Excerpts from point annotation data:
──────────
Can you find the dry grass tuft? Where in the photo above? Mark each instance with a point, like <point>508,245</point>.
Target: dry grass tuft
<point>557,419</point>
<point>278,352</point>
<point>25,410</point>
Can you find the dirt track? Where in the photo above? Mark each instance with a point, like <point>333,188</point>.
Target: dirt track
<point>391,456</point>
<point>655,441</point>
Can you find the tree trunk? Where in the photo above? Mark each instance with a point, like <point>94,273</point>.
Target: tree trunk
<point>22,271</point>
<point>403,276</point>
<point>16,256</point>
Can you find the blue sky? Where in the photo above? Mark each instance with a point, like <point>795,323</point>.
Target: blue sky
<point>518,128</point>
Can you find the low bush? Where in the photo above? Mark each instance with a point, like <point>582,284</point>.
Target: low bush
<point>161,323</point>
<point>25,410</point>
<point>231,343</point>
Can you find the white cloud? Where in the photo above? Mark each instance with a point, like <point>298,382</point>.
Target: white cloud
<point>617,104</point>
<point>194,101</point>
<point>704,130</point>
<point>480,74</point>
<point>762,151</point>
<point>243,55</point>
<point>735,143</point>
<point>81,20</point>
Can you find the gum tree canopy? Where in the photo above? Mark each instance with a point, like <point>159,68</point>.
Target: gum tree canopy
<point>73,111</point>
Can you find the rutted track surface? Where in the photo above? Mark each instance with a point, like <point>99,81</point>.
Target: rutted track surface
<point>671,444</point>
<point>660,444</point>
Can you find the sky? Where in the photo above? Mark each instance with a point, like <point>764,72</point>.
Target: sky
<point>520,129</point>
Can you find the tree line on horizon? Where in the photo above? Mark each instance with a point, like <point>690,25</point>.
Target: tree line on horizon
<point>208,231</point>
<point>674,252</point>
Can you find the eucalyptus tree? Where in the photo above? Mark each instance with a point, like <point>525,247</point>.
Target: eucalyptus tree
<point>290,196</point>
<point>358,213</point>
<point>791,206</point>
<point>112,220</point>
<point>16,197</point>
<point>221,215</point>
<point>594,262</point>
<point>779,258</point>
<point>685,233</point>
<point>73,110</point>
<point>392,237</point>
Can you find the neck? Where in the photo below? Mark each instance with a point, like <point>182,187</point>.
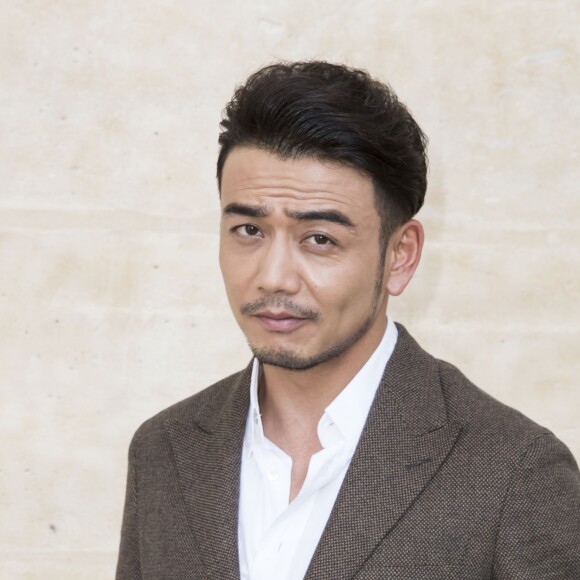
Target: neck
<point>292,402</point>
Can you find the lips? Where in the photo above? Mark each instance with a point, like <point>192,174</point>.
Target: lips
<point>280,321</point>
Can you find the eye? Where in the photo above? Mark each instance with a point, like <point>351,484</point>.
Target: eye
<point>247,231</point>
<point>319,240</point>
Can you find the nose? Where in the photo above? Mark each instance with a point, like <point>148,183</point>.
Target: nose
<point>278,269</point>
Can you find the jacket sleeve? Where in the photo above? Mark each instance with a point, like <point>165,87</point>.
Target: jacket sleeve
<point>539,536</point>
<point>129,562</point>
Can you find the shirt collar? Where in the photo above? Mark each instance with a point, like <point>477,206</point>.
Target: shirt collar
<point>346,415</point>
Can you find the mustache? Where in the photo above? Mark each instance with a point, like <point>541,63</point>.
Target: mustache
<point>279,303</point>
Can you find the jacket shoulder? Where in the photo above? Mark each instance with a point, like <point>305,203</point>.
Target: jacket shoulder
<point>203,408</point>
<point>506,429</point>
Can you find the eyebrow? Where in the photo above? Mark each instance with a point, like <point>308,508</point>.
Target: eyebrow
<point>332,216</point>
<point>245,210</point>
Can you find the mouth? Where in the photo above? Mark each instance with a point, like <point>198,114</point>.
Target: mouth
<point>280,321</point>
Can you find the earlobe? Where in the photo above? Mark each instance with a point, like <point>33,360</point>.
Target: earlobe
<point>403,256</point>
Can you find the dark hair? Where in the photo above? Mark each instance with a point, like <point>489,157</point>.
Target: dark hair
<point>333,112</point>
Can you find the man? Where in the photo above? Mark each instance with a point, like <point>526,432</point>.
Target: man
<point>343,450</point>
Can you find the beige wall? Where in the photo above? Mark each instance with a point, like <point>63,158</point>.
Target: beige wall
<point>111,302</point>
──────────
- **Problem statement**:
Repeat only the lines from the one holding "Can you find the mouth?" through the last line of the data.

- **Output for this task**:
Can you find the mouth? Where in the photo above? Mark each instance with a point, like <point>198,114</point>.
Target: mouth
<point>280,321</point>
Can you find the earlobe? Where in the photo above? Mark each instance with a point, like <point>33,360</point>.
Target: earlobe
<point>403,256</point>
Can you find the dark hair? Where in the photo above? Mark each instance with a point, like <point>489,157</point>.
Target: dark hair
<point>333,112</point>
Can you find the man? Where in the photo above? Mark each instance with a point, like <point>526,432</point>.
Target: man
<point>343,450</point>
Can you find the beige wall? Where in the photo above? Mark each instance with a point, like <point>63,158</point>.
Target: beige wall
<point>111,302</point>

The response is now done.